(EXERCISE DESCRIPTION) Check each line below for the word "upper", and copy those that have it.

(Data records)
:::::

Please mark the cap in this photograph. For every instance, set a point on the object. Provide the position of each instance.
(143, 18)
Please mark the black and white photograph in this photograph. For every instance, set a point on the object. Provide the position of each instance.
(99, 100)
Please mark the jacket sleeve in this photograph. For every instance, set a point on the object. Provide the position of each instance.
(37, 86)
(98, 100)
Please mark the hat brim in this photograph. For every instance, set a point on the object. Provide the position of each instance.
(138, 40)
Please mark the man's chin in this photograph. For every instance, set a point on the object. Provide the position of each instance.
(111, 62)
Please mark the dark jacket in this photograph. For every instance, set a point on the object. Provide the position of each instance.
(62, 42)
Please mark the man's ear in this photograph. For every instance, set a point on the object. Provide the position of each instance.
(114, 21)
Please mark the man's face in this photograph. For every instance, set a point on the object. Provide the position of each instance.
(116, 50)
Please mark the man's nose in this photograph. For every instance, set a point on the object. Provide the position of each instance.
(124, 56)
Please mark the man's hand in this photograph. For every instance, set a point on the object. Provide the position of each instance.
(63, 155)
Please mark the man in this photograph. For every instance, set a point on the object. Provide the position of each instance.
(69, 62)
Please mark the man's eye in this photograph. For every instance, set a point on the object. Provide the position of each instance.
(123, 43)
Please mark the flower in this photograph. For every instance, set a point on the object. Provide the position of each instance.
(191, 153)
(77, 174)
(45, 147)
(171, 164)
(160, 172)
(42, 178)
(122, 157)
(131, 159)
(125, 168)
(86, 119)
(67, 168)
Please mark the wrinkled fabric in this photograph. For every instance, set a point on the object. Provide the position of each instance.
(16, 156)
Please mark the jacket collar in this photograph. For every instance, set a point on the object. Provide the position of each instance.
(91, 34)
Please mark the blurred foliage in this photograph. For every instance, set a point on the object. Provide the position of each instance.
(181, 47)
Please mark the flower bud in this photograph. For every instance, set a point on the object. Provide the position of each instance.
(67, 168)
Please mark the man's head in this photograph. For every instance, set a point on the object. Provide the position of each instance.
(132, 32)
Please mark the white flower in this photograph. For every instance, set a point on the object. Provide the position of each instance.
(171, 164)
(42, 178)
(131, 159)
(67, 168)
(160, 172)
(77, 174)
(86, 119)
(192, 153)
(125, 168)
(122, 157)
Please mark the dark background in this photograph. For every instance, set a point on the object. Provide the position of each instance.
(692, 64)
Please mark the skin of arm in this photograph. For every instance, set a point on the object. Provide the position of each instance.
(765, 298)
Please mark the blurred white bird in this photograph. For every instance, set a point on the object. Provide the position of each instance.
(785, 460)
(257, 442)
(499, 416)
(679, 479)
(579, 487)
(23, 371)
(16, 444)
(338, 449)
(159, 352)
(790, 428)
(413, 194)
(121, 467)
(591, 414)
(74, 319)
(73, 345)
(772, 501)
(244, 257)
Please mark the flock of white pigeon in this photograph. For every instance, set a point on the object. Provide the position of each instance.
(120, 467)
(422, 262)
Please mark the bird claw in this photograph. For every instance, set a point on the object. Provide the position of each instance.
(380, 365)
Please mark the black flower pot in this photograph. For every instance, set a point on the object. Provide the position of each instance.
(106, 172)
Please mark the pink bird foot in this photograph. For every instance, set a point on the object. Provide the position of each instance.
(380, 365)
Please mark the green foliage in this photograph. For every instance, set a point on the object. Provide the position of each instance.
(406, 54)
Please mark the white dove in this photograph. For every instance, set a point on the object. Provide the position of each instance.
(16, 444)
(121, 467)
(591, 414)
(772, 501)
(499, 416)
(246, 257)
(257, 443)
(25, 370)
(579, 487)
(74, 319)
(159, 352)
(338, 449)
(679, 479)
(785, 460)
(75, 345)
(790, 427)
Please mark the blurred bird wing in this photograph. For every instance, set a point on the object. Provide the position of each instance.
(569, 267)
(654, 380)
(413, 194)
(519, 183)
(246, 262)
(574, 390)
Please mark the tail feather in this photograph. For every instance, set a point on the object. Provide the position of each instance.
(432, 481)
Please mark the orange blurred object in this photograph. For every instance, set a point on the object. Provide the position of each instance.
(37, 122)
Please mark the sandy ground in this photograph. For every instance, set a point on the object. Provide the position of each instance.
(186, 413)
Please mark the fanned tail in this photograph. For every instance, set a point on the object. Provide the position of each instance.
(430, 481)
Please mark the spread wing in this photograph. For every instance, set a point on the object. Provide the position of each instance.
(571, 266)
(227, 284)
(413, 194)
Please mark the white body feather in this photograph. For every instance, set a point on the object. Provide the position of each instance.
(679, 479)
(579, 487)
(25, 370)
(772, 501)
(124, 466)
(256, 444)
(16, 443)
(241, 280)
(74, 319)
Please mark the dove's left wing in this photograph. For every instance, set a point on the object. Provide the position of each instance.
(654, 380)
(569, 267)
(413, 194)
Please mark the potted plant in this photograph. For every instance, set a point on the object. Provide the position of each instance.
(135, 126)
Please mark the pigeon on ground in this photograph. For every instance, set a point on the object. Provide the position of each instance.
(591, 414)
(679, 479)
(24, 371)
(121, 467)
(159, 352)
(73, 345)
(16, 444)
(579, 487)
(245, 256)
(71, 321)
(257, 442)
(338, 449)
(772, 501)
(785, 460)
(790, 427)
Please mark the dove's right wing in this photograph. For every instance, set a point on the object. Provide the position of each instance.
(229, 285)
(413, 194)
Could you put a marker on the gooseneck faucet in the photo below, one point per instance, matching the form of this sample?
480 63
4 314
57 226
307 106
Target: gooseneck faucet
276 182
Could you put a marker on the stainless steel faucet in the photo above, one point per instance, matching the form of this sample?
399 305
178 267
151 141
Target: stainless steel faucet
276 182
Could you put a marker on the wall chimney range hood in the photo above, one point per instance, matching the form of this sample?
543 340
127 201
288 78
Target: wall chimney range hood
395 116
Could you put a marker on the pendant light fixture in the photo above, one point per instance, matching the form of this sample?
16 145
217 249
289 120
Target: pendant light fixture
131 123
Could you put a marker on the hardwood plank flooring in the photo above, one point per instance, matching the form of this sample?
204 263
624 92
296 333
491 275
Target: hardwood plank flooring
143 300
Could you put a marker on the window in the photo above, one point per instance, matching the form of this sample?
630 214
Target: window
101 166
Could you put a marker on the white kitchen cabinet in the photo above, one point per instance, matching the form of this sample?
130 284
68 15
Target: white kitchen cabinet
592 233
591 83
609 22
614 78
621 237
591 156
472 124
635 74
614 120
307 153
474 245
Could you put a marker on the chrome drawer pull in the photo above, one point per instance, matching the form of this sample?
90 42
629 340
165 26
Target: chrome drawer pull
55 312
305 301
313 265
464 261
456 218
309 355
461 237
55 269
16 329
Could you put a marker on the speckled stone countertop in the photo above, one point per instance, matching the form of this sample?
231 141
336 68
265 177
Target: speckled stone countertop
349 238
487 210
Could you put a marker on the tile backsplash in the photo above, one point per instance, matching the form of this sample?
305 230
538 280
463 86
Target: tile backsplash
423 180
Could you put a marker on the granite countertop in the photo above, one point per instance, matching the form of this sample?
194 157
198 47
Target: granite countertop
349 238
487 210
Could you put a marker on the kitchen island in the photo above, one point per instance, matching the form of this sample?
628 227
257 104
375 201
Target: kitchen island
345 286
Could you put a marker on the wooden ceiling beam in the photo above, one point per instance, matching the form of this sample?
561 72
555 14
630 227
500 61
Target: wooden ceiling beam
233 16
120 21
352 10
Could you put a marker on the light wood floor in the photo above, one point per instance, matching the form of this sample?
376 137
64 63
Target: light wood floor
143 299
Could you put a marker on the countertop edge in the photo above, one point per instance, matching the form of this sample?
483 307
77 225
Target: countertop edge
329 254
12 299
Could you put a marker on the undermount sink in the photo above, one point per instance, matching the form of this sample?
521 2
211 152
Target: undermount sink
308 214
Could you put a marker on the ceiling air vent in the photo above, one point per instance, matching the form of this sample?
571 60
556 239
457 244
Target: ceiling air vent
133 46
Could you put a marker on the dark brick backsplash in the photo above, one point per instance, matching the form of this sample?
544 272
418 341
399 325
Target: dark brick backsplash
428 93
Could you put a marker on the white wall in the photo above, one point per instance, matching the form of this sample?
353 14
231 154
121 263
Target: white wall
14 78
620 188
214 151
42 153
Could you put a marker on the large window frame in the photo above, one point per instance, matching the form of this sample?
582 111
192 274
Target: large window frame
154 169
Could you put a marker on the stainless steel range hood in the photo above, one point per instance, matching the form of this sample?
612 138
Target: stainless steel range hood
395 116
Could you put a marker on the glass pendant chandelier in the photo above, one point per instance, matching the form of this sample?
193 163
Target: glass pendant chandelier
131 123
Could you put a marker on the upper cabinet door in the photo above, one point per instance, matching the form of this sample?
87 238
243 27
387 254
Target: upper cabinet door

:::::

(WRITTEN RESPONSE)
Could you put a marker on the upper cabinet door in the photo above, one point per instance, matching the form of this sample?
Target: upper cabinet door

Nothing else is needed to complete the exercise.